DO THIS » Reproduce each of the items below word for word, leaving out the pictures.

GIVEN ENTRIES »
----------
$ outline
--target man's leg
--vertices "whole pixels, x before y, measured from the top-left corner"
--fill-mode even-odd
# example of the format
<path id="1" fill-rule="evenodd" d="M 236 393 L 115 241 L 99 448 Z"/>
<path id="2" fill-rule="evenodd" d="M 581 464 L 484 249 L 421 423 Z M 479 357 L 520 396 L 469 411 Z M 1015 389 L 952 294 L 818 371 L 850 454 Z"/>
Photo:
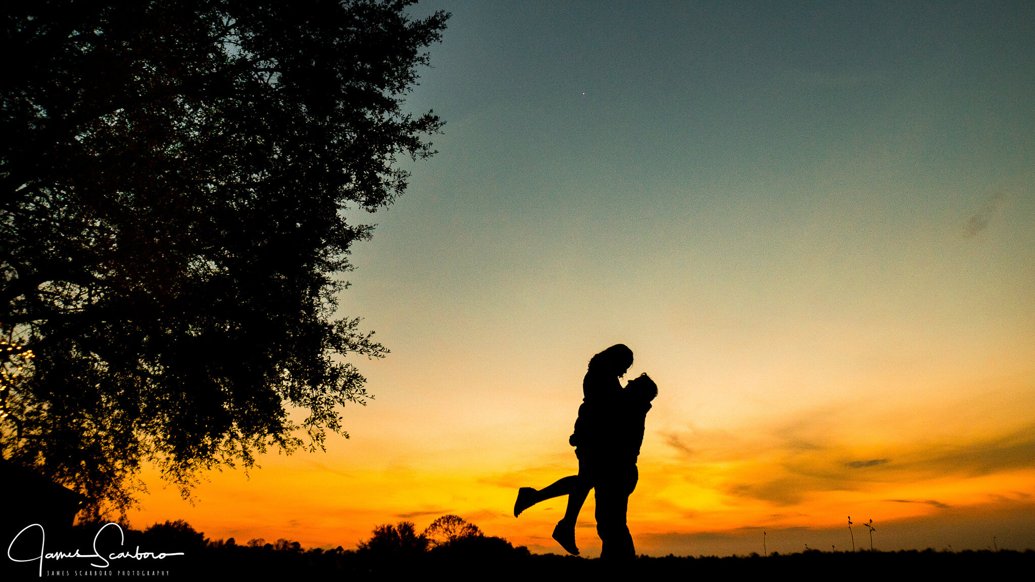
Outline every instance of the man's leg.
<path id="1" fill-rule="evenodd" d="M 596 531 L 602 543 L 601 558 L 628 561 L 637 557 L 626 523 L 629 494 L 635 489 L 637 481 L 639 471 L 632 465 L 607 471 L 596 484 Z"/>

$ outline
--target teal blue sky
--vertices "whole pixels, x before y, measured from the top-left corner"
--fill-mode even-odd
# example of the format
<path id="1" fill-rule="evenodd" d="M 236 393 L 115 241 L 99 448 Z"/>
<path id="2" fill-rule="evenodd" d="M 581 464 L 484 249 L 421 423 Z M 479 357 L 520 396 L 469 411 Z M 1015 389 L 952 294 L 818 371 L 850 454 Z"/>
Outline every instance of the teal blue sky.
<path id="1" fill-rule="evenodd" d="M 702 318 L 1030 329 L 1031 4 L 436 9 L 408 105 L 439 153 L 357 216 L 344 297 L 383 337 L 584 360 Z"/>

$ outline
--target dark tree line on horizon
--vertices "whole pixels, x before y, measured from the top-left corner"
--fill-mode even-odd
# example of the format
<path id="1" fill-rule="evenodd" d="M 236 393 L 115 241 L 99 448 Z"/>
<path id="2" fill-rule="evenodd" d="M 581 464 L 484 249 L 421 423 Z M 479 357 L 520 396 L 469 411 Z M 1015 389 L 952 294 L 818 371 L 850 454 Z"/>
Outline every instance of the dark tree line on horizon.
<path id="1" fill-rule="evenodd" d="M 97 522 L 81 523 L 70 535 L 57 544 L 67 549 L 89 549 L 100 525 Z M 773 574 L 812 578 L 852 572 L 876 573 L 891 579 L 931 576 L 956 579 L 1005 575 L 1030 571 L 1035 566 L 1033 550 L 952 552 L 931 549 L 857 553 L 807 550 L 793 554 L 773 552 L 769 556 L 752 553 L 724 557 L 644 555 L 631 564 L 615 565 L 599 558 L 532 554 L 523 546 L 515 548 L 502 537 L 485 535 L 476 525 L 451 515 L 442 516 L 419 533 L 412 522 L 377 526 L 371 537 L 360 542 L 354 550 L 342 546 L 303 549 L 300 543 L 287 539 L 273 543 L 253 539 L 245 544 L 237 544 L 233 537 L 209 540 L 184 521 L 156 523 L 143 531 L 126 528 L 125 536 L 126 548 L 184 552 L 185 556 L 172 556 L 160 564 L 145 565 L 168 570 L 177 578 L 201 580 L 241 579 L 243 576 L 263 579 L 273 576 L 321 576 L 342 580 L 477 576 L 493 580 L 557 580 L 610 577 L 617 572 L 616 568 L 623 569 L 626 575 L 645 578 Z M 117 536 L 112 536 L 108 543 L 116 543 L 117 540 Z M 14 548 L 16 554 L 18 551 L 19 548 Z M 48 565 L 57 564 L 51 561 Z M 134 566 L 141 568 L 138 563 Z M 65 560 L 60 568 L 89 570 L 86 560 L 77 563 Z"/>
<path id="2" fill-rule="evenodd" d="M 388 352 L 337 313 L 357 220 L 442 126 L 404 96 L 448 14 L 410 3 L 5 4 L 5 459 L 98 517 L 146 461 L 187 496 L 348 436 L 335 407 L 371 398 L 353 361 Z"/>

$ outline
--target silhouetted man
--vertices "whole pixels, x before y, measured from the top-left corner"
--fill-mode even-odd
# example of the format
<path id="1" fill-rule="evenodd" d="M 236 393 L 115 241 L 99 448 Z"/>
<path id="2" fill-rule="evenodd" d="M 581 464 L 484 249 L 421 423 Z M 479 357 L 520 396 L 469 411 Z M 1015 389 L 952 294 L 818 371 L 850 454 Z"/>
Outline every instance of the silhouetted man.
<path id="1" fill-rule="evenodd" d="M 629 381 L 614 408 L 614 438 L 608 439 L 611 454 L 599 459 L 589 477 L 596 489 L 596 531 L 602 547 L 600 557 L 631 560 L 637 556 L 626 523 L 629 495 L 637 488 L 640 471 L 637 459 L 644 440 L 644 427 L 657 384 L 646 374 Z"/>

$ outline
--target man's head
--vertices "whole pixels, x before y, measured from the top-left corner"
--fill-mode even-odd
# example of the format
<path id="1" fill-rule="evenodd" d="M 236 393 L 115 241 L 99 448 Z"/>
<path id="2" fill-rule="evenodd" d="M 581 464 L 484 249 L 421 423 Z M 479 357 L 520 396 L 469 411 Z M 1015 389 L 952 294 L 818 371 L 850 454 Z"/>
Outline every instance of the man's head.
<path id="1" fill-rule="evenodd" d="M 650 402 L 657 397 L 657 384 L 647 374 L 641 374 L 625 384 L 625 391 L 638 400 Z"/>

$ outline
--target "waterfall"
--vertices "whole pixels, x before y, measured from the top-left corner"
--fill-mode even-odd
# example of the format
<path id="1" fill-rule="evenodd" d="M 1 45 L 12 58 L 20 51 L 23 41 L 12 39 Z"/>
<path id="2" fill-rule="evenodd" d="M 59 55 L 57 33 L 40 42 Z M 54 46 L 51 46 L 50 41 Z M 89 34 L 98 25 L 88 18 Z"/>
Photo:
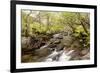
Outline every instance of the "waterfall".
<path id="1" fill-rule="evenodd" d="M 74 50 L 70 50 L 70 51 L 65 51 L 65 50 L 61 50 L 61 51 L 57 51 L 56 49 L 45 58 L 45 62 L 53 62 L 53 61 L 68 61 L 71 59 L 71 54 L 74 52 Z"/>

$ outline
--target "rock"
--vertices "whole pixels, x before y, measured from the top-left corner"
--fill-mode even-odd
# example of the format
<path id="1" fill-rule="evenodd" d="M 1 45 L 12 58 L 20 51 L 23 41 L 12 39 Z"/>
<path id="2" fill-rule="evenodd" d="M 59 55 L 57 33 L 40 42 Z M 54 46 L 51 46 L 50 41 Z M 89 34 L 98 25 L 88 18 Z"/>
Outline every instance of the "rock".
----------
OUTPUT »
$ outline
--target man's leg
--vertices "whole pixels, x before y, measured from the top-left corner"
--fill-mode even-odd
# example of the format
<path id="1" fill-rule="evenodd" d="M 236 393 L 115 241 L 99 448 Z"/>
<path id="2" fill-rule="evenodd" d="M 581 464 L 484 249 L 421 423 Z M 479 357 L 520 396 L 469 411 Z M 1015 389 L 952 294 L 818 371 L 850 454 Z"/>
Photo:
Outline every instance of the man's leg.
<path id="1" fill-rule="evenodd" d="M 596 531 L 602 543 L 601 558 L 628 561 L 637 557 L 626 523 L 629 494 L 635 489 L 637 481 L 639 471 L 632 465 L 607 471 L 596 484 Z"/>

$ outline
--target teal blue sky
--vertices "whole pixels, x before y, measured from the top-left corner"
--fill-mode even-odd
# example of the format
<path id="1" fill-rule="evenodd" d="M 236 393 L 115 241 L 99 448 Z"/>
<path id="2" fill-rule="evenodd" d="M 581 464 L 484 249 L 421 423 Z M 479 357 L 520 396 L 469 411 Z M 1015 389 L 952 294 L 818 371 L 850 454 Z"/>
Outline every instance of the teal blue sky.
<path id="1" fill-rule="evenodd" d="M 702 318 L 1030 329 L 1031 4 L 436 9 L 408 105 L 439 153 L 357 216 L 344 297 L 383 337 L 584 360 Z"/>

$ outline
--target dark tree line on horizon
--vertices "whole pixels, x before y, measured from the top-left corner"
--fill-mode even-odd
# example of the format
<path id="1" fill-rule="evenodd" d="M 236 393 L 115 241 L 99 448 Z"/>
<path id="2" fill-rule="evenodd" d="M 581 464 L 484 249 L 421 423 Z M 479 357 L 520 396 L 469 411 Z M 1015 389 L 952 294 L 818 371 L 850 454 Z"/>
Outline every instance of the dark tree line on horizon.
<path id="1" fill-rule="evenodd" d="M 97 522 L 81 523 L 70 535 L 57 544 L 67 549 L 89 549 L 100 525 Z M 773 574 L 812 578 L 852 572 L 876 573 L 891 579 L 931 576 L 956 579 L 1005 575 L 1030 571 L 1035 566 L 1033 550 L 952 552 L 931 549 L 857 553 L 807 550 L 793 554 L 773 552 L 769 556 L 752 553 L 724 557 L 644 555 L 631 564 L 615 565 L 599 558 L 532 554 L 523 546 L 515 548 L 502 537 L 485 535 L 476 525 L 451 515 L 442 516 L 419 533 L 412 522 L 377 526 L 371 537 L 360 542 L 354 550 L 342 546 L 303 549 L 300 543 L 287 539 L 273 543 L 253 539 L 245 544 L 237 544 L 233 537 L 209 540 L 184 521 L 156 523 L 143 531 L 126 528 L 125 536 L 126 548 L 184 552 L 185 556 L 172 556 L 160 564 L 145 565 L 168 570 L 177 578 L 201 580 L 241 579 L 243 576 L 263 579 L 273 576 L 321 576 L 342 580 L 477 576 L 493 580 L 557 580 L 610 577 L 617 572 L 616 568 L 623 569 L 626 575 L 645 578 Z M 117 536 L 112 536 L 108 543 L 116 543 L 117 540 Z M 14 548 L 16 554 L 18 551 L 19 548 Z M 48 565 L 57 564 L 51 561 Z M 134 566 L 141 568 L 138 563 Z M 65 560 L 60 568 L 89 570 L 86 560 L 77 563 Z"/>
<path id="2" fill-rule="evenodd" d="M 388 352 L 337 313 L 357 220 L 442 126 L 404 96 L 448 14 L 410 3 L 5 4 L 5 459 L 98 517 L 146 461 L 187 496 L 348 436 L 335 407 L 371 398 L 353 361 Z"/>

$ outline
--target silhouetted man
--vertices "whole pixels, x before y, measured from the top-left corner"
--fill-mode even-odd
# example of the format
<path id="1" fill-rule="evenodd" d="M 236 393 L 115 241 L 99 448 Z"/>
<path id="2" fill-rule="evenodd" d="M 581 464 L 484 249 L 421 423 Z M 479 357 L 520 396 L 469 411 Z M 1015 389 L 952 294 L 818 371 L 850 454 Z"/>
Outline every instance of the silhouetted man.
<path id="1" fill-rule="evenodd" d="M 629 381 L 614 408 L 614 438 L 608 439 L 611 454 L 599 459 L 589 477 L 596 489 L 596 531 L 602 547 L 600 557 L 631 560 L 637 556 L 626 523 L 629 495 L 637 488 L 640 471 L 637 459 L 644 440 L 644 427 L 657 384 L 646 374 Z"/>

$ outline
--target man's head
--vertices "whole pixels, x before y, measured from the top-left corner"
--fill-mode even-odd
# example of the format
<path id="1" fill-rule="evenodd" d="M 236 393 L 115 241 L 99 448 Z"/>
<path id="2" fill-rule="evenodd" d="M 581 464 L 484 249 L 421 423 Z M 479 357 L 520 396 L 469 411 Z M 1015 389 L 952 294 L 818 371 L 850 454 Z"/>
Outline every instance of the man's head.
<path id="1" fill-rule="evenodd" d="M 650 402 L 657 397 L 657 384 L 647 374 L 641 374 L 625 384 L 625 391 L 638 400 Z"/>

$ outline
--target "waterfall"
--vertices "whole pixels, x before y, measured from the top-left corner"
--fill-mode even-odd
# example of the format
<path id="1" fill-rule="evenodd" d="M 1 45 L 12 58 L 20 51 L 23 41 L 12 39 Z"/>
<path id="2" fill-rule="evenodd" d="M 59 55 L 57 33 L 40 42 Z M 54 46 L 51 46 L 50 41 Z M 89 34 L 98 25 L 88 18 Z"/>
Photo:
Outline every instance of the "waterfall".
<path id="1" fill-rule="evenodd" d="M 74 50 L 70 50 L 70 51 L 65 51 L 65 50 L 61 50 L 61 51 L 57 51 L 56 49 L 45 58 L 45 62 L 53 62 L 53 61 L 68 61 L 71 59 L 71 54 L 74 52 Z"/>

$ outline
--target "rock"
--vertices "whole pixels, x before y, measured from the top-left corner"
--fill-mode even-odd
# example of the format
<path id="1" fill-rule="evenodd" d="M 1 45 L 12 58 L 20 51 L 23 41 L 12 39 Z"/>
<path id="2" fill-rule="evenodd" d="M 59 55 L 57 33 L 40 42 Z M 54 46 L 51 46 L 50 41 Z M 89 34 L 98 25 L 88 18 Z"/>
Outline every instance of the "rock".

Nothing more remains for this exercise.